## [WHAT IS BEING ASKED]
From the data that follows, print exactly the lines starting at the one containing "of the plant" and ending at the one containing "For the shelf-compliance log, identify each instance of the dark"; include both of them and nothing more.
━━━━━ MATERIAL TO PROCESS ━━━━━
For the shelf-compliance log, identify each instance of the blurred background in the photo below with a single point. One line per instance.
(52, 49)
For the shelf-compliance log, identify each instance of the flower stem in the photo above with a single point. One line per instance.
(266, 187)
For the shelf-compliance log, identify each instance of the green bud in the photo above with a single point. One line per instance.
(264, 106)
━━━━━
━━━━━ MATERIAL TO PROCESS ━━━━━
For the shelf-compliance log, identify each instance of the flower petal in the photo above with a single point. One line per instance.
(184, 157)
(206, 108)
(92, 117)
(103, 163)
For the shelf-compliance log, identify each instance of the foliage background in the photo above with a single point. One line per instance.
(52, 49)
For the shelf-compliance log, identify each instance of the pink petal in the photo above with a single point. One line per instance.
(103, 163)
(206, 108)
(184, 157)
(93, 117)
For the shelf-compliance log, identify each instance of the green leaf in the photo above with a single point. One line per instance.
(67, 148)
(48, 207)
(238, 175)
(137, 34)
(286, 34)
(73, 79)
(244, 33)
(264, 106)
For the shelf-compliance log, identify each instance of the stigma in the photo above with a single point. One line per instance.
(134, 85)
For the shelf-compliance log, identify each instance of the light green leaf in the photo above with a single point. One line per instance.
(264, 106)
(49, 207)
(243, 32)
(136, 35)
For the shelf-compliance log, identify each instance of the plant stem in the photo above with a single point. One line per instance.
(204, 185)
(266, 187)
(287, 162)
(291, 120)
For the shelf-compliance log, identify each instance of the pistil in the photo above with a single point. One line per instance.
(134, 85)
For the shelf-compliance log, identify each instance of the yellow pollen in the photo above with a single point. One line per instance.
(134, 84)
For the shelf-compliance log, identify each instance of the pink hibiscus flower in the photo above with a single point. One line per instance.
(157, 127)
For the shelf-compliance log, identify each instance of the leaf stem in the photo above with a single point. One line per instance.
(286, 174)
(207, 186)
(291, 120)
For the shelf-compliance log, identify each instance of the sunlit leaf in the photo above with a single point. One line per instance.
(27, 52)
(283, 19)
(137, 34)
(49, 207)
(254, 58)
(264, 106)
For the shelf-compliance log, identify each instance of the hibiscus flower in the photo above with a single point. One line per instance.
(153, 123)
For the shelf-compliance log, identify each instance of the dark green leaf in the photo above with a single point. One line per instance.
━━━━━
## [RESPONSE AREA]
For the shelf-compliance log, identify each instance of the plant stem in the photo above with a single point. One line per instance.
(204, 185)
(266, 187)
(287, 162)
(291, 120)
For the shelf-compliance log, identify each instance of the pistil in the photo above with a single point. One line per instance.
(134, 85)
For the shelf-compliance log, identify each instance of the yellow pollen in the photo above with a single point. One line per instance.
(134, 84)
For the shelf-compliance log, identify each instance of the pink hibiscus flower in the photo above with a single point. One line per instance.
(157, 127)
For the shelf-compliance log, identify each instance of the leaf stem in the photo above with a single point. One line per instance.
(286, 174)
(207, 186)
(291, 120)
For the shelf-compliance log, identify each instance of the sunlit leaf in the photo above with a single point. One line per instance.
(27, 52)
(283, 19)
(137, 34)
(49, 207)
(254, 58)
(264, 106)
For the shelf-compliance log, identify each instance of the hibiscus flower in the photo above with a single point. One line per instance.
(153, 123)
For the shelf-compliance log, identify each instance of the dark green leaf in the photo above with a single point. One line per instance.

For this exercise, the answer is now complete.